* Start *
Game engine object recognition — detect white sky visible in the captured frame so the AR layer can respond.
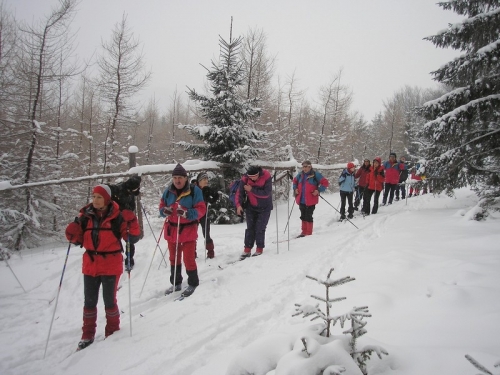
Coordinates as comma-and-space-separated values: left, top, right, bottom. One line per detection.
4, 0, 462, 120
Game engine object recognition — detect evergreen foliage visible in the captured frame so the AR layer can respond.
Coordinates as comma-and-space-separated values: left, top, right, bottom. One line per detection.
419, 0, 500, 214
180, 37, 265, 175
292, 268, 389, 374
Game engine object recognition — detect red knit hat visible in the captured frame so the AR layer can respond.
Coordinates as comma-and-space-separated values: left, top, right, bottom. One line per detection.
92, 184, 111, 206
172, 163, 187, 177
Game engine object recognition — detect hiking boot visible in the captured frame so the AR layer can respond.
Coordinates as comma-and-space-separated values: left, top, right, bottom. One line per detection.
125, 263, 134, 272
181, 285, 196, 297
76, 339, 94, 351
165, 284, 182, 296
* End *
=== STATED TASK ===
Copy all of the data above verbatim, line for line, omitting the picture.

=== THE OUTPUT ===
Game engine object recognition — detect white sky visible in the captured frame so the AR layer can respond.
Coordinates as comma-and-space-separated values: left, top, right, bottom. One line per detection.
4, 0, 462, 120
Game engine object recognition — detect evergreen foliage visible in the captured frame so the AR layer can respond.
Coordinates as comma-and-space-separated values: left, top, right, bottom. One line per detection.
419, 0, 500, 214
180, 37, 265, 175
292, 268, 389, 374
Game engine object recognition — detect red knit hat visible in the captured frame so the AR layer can respond.
Coordinates as comma-and-space-separated values: left, top, right, bottom. One line per detection.
92, 184, 111, 206
172, 163, 187, 177
Game engine object recognition — detect hiking boot visible in the captured frame so the AR layer can respond.
Coordinates as comma-and-space-separated values: left, top, right, bottom. One line per detection.
125, 263, 134, 272
181, 285, 196, 297
76, 339, 94, 351
165, 284, 182, 296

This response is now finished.